Give a verbatim repeat of the lines that run from the line containing "Could you please point to the barefoot" to the end of the data below.

··· Provided material ···

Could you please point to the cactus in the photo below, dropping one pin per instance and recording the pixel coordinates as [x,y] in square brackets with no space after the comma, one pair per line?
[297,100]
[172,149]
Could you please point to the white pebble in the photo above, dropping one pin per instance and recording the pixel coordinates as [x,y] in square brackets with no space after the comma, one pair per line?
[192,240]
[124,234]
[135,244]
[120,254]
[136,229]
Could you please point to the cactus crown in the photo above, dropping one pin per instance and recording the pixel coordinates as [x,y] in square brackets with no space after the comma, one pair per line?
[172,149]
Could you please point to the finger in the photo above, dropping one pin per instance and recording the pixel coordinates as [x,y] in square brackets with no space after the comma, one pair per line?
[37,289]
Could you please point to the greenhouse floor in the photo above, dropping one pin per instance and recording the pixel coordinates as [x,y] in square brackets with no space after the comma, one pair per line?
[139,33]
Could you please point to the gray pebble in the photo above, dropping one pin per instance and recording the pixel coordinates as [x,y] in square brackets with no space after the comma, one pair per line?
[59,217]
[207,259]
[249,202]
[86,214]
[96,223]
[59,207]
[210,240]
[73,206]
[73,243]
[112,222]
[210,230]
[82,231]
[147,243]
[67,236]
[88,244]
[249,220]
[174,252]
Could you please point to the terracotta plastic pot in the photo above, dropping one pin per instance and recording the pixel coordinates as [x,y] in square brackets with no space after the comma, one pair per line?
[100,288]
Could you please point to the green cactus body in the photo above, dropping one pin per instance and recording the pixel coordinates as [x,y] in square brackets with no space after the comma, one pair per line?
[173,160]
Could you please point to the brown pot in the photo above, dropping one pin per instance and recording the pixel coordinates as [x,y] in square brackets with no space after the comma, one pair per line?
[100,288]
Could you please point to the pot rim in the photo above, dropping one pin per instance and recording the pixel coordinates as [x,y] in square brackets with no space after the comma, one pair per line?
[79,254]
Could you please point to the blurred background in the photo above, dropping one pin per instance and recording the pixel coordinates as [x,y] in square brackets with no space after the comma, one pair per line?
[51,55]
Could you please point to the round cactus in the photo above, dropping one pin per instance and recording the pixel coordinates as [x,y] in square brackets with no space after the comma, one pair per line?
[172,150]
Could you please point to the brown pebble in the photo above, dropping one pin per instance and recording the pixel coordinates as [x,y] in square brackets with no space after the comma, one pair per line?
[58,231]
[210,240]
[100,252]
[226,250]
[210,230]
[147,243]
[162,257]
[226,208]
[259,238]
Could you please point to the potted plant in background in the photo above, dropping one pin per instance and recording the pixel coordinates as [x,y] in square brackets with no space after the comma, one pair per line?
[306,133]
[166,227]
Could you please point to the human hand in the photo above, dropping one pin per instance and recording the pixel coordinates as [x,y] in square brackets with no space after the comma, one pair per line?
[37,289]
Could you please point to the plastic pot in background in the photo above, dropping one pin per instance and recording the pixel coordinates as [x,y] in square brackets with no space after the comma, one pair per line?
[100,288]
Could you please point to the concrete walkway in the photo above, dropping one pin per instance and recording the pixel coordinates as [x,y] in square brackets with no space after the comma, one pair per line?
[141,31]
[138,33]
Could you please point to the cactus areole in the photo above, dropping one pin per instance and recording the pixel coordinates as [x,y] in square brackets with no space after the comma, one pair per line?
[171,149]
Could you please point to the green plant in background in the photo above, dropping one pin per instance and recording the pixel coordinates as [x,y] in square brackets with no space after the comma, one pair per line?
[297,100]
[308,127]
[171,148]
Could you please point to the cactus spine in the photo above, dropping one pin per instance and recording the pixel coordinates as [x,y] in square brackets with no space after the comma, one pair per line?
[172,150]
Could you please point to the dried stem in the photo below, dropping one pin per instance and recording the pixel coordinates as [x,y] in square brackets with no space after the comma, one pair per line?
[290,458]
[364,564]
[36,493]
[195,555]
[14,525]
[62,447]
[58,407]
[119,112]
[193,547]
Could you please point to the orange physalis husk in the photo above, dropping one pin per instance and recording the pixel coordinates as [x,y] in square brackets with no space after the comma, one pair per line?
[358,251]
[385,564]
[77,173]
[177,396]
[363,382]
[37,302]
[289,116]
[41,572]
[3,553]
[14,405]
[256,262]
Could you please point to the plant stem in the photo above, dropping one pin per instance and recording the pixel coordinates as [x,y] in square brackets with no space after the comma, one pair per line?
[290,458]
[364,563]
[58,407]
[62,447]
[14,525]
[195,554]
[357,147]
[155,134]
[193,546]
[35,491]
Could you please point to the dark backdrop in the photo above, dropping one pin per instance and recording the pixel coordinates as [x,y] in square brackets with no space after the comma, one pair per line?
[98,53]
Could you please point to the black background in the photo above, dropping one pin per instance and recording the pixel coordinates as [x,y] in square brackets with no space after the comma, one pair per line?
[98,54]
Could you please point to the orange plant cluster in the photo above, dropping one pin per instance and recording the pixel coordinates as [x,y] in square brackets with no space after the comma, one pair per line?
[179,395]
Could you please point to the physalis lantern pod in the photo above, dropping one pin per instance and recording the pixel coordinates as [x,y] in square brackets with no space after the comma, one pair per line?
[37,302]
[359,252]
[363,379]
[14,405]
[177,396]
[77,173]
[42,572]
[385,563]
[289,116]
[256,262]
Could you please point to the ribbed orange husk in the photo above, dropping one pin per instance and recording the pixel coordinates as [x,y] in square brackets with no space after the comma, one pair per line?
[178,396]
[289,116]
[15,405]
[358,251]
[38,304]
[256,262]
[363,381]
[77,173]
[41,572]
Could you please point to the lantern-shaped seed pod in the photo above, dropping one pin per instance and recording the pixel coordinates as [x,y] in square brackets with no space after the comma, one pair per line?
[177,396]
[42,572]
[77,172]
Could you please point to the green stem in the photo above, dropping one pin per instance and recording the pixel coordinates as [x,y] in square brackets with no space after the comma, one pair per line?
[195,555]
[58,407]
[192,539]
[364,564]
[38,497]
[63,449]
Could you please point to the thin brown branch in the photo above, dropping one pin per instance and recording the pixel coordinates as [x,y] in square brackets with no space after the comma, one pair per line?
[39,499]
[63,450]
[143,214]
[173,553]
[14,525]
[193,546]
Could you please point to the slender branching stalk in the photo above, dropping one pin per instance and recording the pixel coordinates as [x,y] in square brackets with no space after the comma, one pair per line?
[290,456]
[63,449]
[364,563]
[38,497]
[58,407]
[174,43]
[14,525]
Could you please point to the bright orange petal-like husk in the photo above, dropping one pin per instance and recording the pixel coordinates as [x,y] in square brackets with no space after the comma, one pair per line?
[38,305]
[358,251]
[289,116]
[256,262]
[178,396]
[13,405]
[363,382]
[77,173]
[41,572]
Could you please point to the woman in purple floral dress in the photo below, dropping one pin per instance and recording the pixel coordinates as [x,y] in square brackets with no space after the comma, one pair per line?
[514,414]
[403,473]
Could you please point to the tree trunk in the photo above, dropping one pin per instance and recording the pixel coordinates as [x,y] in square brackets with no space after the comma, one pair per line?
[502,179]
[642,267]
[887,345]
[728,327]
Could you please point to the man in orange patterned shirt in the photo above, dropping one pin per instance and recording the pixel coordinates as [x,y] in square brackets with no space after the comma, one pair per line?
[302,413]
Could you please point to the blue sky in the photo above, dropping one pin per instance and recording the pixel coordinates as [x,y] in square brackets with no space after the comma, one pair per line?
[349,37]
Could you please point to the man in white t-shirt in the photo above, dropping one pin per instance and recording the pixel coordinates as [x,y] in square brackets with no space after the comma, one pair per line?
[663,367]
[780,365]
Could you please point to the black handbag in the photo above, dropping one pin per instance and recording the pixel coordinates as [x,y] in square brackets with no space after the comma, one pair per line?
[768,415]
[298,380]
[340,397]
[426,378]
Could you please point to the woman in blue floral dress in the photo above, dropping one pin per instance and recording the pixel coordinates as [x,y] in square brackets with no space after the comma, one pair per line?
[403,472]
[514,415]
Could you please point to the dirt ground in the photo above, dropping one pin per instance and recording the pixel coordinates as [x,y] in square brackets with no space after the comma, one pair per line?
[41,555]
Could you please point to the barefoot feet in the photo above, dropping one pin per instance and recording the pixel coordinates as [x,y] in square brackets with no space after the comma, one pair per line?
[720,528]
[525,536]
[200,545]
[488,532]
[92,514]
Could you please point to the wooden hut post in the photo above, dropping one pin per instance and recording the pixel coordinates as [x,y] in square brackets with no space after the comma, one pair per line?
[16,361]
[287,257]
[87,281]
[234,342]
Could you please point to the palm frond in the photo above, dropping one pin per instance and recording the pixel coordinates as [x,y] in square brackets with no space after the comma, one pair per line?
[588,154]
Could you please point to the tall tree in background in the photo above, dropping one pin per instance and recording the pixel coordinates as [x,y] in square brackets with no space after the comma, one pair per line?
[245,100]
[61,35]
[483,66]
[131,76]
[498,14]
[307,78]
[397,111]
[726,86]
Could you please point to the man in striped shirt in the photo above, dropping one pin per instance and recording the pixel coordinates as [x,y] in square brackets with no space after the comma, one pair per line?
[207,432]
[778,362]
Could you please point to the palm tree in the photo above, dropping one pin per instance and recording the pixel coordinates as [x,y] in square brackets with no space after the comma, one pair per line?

···

> _Answer_
Could you please point to the barefoot feet in the photo above, dropping one pin per instance and recording the pixel coordinates as [x,y] in square brackets with no space after the comma, one pair per line?
[720,528]
[525,536]
[200,545]
[488,532]
[92,514]
Could you please point to the wooden hut post in the photo above, dropping one pin per instance and recording the pixel coordinates as [x,y] in square brackets with no space after the comma, one pair per line?
[16,361]
[287,257]
[87,281]
[234,342]
Could you please point to the palm frond in the photo above, dropping one pin per instance and recording the pixel coordinates as [x,y] in square brackets with no space after the comma, one pair per line?
[588,154]
Could you please point to the tall tree in background in the photo above, dropping one pin per instance and recording the pixel coordinates as [x,y] in square brackets with no space after the comma, one pair per line?
[245,100]
[61,35]
[483,66]
[131,76]
[498,14]
[307,78]
[397,111]
[726,86]
Could you please point to the man in striped shirt in the photo above, dropping one pin per instance and recording the pixel coordinates as [x,y] in square brackets with no space after the comma, one pair per line?
[207,432]
[778,362]
Could you please point to the palm tree in the photo above, dropping one pin per instance and recording the pixel coordinates as [x,y] in square brackets with no space after the comma, one pair per line?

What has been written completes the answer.